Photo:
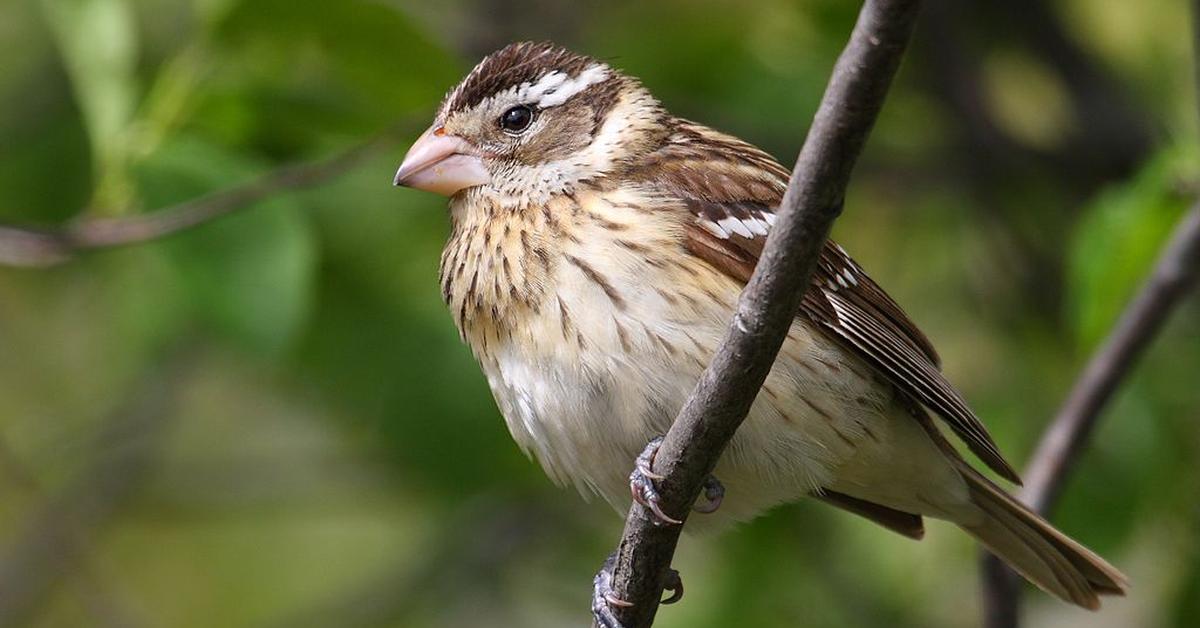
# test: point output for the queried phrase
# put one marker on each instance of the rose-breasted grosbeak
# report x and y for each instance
(598, 249)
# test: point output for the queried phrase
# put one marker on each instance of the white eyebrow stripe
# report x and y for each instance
(558, 90)
(534, 91)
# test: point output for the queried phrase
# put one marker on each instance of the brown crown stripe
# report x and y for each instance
(513, 65)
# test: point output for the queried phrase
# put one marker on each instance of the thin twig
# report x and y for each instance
(1175, 273)
(769, 303)
(1176, 270)
(40, 247)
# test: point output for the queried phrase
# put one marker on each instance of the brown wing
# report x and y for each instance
(732, 189)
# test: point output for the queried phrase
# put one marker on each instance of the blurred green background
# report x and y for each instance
(270, 422)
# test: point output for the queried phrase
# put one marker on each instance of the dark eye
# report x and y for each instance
(516, 119)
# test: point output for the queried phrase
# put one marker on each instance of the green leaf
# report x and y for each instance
(249, 275)
(99, 45)
(1120, 238)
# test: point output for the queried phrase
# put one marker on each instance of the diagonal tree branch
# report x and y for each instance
(769, 301)
(40, 247)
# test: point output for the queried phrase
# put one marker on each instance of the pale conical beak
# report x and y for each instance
(442, 163)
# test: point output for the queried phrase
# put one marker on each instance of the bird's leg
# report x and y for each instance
(641, 485)
(604, 599)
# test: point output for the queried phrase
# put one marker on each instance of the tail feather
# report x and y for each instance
(1042, 554)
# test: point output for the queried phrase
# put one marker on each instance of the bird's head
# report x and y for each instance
(529, 121)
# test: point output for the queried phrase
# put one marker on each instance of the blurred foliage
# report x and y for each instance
(333, 458)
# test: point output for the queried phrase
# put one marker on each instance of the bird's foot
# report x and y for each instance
(641, 485)
(605, 600)
(714, 494)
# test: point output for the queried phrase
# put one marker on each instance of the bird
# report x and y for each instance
(598, 246)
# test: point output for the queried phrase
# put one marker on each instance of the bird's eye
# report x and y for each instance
(516, 119)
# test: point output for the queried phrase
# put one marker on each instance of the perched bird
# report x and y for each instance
(598, 249)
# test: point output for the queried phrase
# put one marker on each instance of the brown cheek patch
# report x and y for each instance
(563, 131)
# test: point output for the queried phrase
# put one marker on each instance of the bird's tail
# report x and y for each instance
(1053, 561)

STATED GOAL - Reproduce the listing word for word and omit its pictures.

TASK SOLUTION -
Photo:
# test: point output for the queried phrase
# put one marker on each instance of the rose-breasted grosbeak
# report x and y for each instance
(598, 249)
# test: point output for the queried phrase
# put one marker on each instance of the white eyebrow stripe
# report x and y for each instance
(558, 90)
(534, 91)
# test: point output for the queried phrase
# put one marker on each instance of the brown crown stripe
# report x and y for each instance
(513, 65)
# test: point output for the queried phrase
# put one marker on each instance of the thin twig
# report x and y for each instance
(1175, 273)
(769, 303)
(1176, 270)
(40, 247)
# test: point output for the queried phrase
# put one marker on each instance of the brown wing
# report x and y for each instance
(732, 189)
# test: point output for the queried phrase
# put one marker on each instance of the blurred green background
# report x and y for each instance
(270, 422)
# test: point output for the queried phrase
# put one marker on each instance of the dark eye
# report x and y for each instance
(516, 119)
# test: point output for the queried phrase
# put one marker on each instance of the green leaf
# report x and y for each instance
(249, 275)
(99, 45)
(1120, 238)
# test: point output for the queried phrase
# put one marker on each instance of the diagonal tree branch
# report x and y for each instance
(769, 301)
(40, 247)
# test: point output for the queried phrase
# put one marker on each instance of the pale conical beak
# report x and y for each instance
(442, 163)
# test: point output for the queried phrase
# put one marker on each instance of the bird's leg
# report x and y for each instance
(641, 485)
(604, 599)
# test: point output for the queried phrase
# put one marker on each instance of the tail feather
# report x and y for each instance
(1042, 554)
# test: point output for the queried phrase
# put one marker on each instance of the bird's head
# report x and y for each instance
(529, 121)
# test: point output for the queried phrase
# put one marker on each instance of the blurred foliage
# report x and y for each instance
(333, 458)
# test: point output for the queried phrase
# put one marker on each instance of the bird's foot
# report x and y for each instance
(641, 485)
(605, 600)
(714, 494)
# test: point output for the queried phrase
# put one marker on each instance of the bird
# report x and y for each instance
(598, 246)
# test: point output for the queried phrase
# put one marker on each instance of the bird's eye
# report x and y for each instance
(516, 119)
# test: point output for the queried phrase
# put one marker on each instance of the perched bird
# report x and y for each instance
(598, 249)
# test: point output for the queried phrase
# put one marker on each instance of the brown cheek patch
# report x and y for each instance
(563, 131)
# test: point output for the queried phrase
# put one marker on each instance of the bird's tail
# report x and y for each instance
(1053, 561)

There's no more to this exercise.